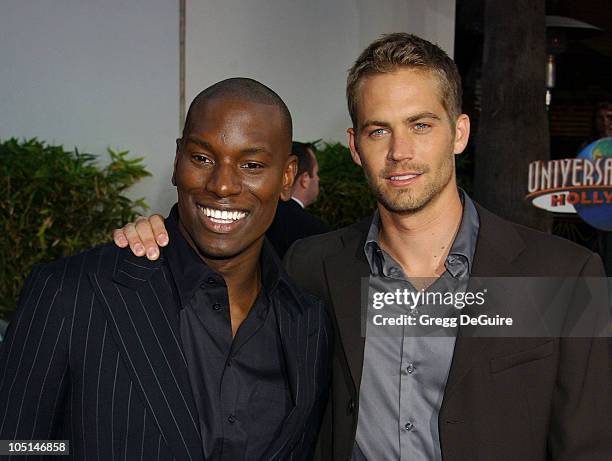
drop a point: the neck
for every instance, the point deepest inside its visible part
(241, 273)
(420, 241)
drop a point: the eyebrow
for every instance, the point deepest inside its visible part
(199, 142)
(248, 150)
(411, 119)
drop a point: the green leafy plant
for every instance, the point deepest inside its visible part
(344, 196)
(55, 203)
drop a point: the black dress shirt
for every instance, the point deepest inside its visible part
(239, 383)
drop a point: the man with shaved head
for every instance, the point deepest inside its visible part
(209, 352)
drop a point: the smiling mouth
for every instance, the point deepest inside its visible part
(404, 177)
(217, 216)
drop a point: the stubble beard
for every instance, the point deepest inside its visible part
(415, 197)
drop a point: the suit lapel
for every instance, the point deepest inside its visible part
(345, 275)
(497, 246)
(142, 317)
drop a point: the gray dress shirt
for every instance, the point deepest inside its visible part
(405, 369)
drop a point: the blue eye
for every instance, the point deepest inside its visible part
(377, 132)
(422, 126)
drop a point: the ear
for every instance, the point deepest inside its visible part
(353, 145)
(288, 177)
(176, 156)
(462, 133)
(304, 180)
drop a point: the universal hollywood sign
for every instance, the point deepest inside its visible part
(559, 185)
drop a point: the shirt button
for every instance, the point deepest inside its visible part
(351, 406)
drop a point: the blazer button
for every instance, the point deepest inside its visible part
(351, 406)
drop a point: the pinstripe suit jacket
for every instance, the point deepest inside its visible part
(93, 355)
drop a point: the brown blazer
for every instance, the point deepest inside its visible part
(505, 398)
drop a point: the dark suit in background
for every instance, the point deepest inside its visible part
(505, 398)
(291, 223)
(93, 355)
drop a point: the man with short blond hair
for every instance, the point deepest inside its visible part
(451, 396)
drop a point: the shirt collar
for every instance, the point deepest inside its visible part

+ + +

I need every line from the material that contains the word "suit".

- [Answer to this task]:
drop a point: the suit lapel
drop a point: the pinstripe suit jacket
drop a point: the dark suit in background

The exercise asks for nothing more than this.